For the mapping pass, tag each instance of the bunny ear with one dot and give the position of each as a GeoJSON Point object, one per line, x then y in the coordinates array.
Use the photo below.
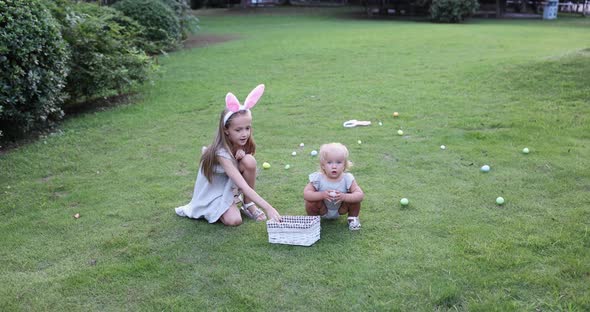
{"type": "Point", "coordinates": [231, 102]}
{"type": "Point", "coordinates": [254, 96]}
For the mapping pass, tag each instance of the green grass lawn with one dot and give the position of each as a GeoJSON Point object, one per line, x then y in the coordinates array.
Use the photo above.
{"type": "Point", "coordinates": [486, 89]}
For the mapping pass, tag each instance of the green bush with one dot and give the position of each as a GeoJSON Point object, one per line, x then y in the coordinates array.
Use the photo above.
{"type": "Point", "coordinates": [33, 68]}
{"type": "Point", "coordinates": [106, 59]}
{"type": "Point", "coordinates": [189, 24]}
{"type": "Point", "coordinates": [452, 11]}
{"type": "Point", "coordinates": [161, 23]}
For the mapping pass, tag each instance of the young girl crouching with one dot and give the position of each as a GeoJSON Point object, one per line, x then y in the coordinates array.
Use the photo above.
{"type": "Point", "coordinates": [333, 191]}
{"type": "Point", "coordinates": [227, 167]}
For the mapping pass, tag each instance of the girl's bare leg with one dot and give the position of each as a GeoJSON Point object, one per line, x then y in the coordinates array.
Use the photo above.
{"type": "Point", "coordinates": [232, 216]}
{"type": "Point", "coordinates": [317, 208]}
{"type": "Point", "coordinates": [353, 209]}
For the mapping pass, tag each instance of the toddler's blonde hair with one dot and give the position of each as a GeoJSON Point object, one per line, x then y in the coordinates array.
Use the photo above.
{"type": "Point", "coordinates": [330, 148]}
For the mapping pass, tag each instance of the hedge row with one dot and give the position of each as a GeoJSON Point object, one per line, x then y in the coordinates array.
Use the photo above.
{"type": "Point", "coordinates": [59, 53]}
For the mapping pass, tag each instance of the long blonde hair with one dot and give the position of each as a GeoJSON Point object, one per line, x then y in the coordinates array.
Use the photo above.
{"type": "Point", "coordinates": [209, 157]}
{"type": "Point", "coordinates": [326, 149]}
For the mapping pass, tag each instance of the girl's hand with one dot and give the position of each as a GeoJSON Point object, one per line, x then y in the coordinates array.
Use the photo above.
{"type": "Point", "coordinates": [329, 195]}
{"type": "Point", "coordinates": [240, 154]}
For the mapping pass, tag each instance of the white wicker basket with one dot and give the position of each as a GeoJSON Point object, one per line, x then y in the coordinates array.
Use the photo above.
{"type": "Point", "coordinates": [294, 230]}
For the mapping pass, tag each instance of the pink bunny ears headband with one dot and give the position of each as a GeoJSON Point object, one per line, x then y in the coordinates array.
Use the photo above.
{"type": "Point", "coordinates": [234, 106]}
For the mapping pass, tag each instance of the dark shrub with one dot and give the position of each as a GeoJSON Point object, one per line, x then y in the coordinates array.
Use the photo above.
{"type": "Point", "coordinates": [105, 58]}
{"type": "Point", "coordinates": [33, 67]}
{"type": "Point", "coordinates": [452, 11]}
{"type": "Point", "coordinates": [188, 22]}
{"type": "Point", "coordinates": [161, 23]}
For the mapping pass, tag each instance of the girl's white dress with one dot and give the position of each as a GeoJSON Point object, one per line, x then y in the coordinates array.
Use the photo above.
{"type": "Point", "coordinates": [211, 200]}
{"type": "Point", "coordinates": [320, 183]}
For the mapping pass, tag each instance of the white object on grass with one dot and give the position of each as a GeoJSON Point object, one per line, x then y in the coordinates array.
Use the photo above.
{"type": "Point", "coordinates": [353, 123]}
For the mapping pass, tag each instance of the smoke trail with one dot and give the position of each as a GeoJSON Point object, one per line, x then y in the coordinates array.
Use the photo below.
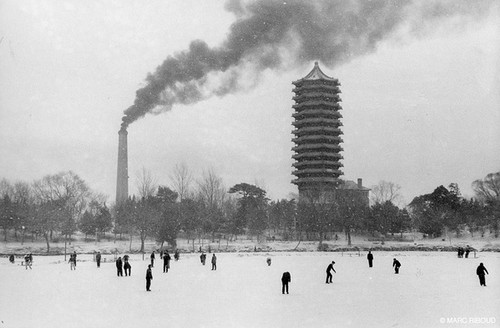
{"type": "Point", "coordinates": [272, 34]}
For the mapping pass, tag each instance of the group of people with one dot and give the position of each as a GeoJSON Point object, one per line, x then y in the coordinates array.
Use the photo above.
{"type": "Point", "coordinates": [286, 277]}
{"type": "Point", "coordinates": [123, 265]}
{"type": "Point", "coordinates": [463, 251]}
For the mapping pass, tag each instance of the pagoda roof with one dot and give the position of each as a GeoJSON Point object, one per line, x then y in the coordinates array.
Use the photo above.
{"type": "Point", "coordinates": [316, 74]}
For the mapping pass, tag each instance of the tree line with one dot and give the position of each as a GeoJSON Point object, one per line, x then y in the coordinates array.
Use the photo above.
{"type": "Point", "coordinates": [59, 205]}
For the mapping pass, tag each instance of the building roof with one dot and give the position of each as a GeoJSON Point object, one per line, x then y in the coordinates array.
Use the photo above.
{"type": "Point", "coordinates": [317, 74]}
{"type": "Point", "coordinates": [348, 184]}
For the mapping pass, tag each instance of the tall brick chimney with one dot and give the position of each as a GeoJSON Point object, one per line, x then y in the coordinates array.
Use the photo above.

────────────────────

Activity: With the pictures set aside, return each line of the listing exactly as given.

Exercise result:
For the mapping pass, tag each instance of the bunny ear with one dot and give the position of each as a GeoJSON Point object, one per line, x then y in the coordinates array.
Use the photo below.
{"type": "Point", "coordinates": [231, 102]}
{"type": "Point", "coordinates": [254, 96]}
For the mapping pass, tag each instance of the green grass lawn with one dot and give the position of each as a GeoJSON Point object, one per line, x then y in the coordinates array.
Use the photo above.
{"type": "Point", "coordinates": [486, 89]}
For the mapping pass, tag each instance of the green bush with one dot and give the position of each as a GeoJSON Point object, one per line, x then y in the coordinates array.
Use the photo above.
{"type": "Point", "coordinates": [33, 68]}
{"type": "Point", "coordinates": [106, 59]}
{"type": "Point", "coordinates": [189, 24]}
{"type": "Point", "coordinates": [452, 11]}
{"type": "Point", "coordinates": [161, 23]}
For the mapping pass, tag each instance of the young girl crouching with one dot and give the position of each as a GeoJSON Point object, one per line, x then y in the coordinates array.
Use the photo above.
{"type": "Point", "coordinates": [333, 191]}
{"type": "Point", "coordinates": [227, 167]}
For the mapping pass, tag each instance of the girl's bare leg with one dot and give the position of each as a GeoJSON Point object, one per line, x then y in the coordinates array.
Use the photo above.
{"type": "Point", "coordinates": [232, 216]}
{"type": "Point", "coordinates": [317, 208]}
{"type": "Point", "coordinates": [353, 209]}
For the mapping pass, tag each instance of the toddler's blonde hair with one dot and give the position of each as a GeoJSON Point object, one per line, x then y in the coordinates array.
Use the photo above.
{"type": "Point", "coordinates": [330, 148]}
For the mapping pass, tag each instance of the hedge row with one dot and give the position of each as a GeoJSON Point object, one per line, x then y in the coordinates array.
Use the photo above.
{"type": "Point", "coordinates": [59, 53]}
For the mapping pass, tag each instance of the long blonde hair with one dot and give the position of each as a GeoJSON Point object, one per line, x then y in the coordinates array.
Use the photo above.
{"type": "Point", "coordinates": [209, 157]}
{"type": "Point", "coordinates": [326, 149]}
For the mapping pass, tag each instance of the girl's hand with one dot and give the position of each as a GeoJSON Point object, one per line, x then y in the coordinates array.
Use the photo above.
{"type": "Point", "coordinates": [329, 195]}
{"type": "Point", "coordinates": [240, 154]}
For the mapping pass, tag each instance of the white wicker basket with one dot and give the position of each as a GeoJSON Point object, one per line, x then y in the coordinates array.
Use the photo above.
{"type": "Point", "coordinates": [294, 230]}
For the mapping pass, tag each instance of the pink bunny ears headband with one dot and give the position of each as a GeoJSON Point object, one per line, x then y in the coordinates array.
Use the photo above.
{"type": "Point", "coordinates": [234, 106]}
For the mapping pass, tag each instance of the dark shrub with one dot and give the position of each as a GeoJSON Point object, one per line, x then y in the coordinates array.
Use the photo above.
{"type": "Point", "coordinates": [105, 58]}
{"type": "Point", "coordinates": [33, 67]}
{"type": "Point", "coordinates": [452, 11]}
{"type": "Point", "coordinates": [188, 22]}
{"type": "Point", "coordinates": [161, 23]}
For the mapping pass, tag each instance of the girl's white dress with one dot and give the position of each as a GeoJSON Point object, one per line, x then y in the coordinates array.
Use the photo above.
{"type": "Point", "coordinates": [211, 200]}
{"type": "Point", "coordinates": [320, 183]}
For the mapping pass, tag each instance of the white object on grass with one dot and give the position of each as a GeoJSON Point object, one per line, x then y in the coordinates array.
Use the photo above.
{"type": "Point", "coordinates": [353, 123]}
For the mapping pass, tag each instance of the smoke trail with one dot and give the position of each as a GeoJSON Point object, one per line, x then y in the coordinates array.
Use the photo below.
{"type": "Point", "coordinates": [272, 34]}
For the mapping pass, tag each instance of the group of people with one dot and give the position of each as a GeoJSON Point object, one per line, x then y in the coordinates array.
Use the photo above.
{"type": "Point", "coordinates": [286, 277]}
{"type": "Point", "coordinates": [123, 265]}
{"type": "Point", "coordinates": [463, 251]}
For the mapping pass, tag each instance of the pagoda roof with one dot and give the position of each as a GeoJSON Point object, one per line, x then y in the coordinates array.
Use the photo above.
{"type": "Point", "coordinates": [316, 74]}
For the mapping pass, tag each instance of the tree line with one dot and give the position of each as a GeoJSON Point object, one per line, x then y in the coordinates array.
Use the photo above.
{"type": "Point", "coordinates": [59, 205]}
For the mapping pass, tag each instance of the building roof with one dot and give the position of each as a GeoJSON Point object, one per line, x then y in the coordinates array.
Use the photo above.
{"type": "Point", "coordinates": [317, 74]}
{"type": "Point", "coordinates": [348, 184]}
For the mapping pass, tag each instance of the tall brick chimney with one dot and give the position of each as a GeoJSON Point object, one per line, x then y in the coordinates array.
Use the photo above.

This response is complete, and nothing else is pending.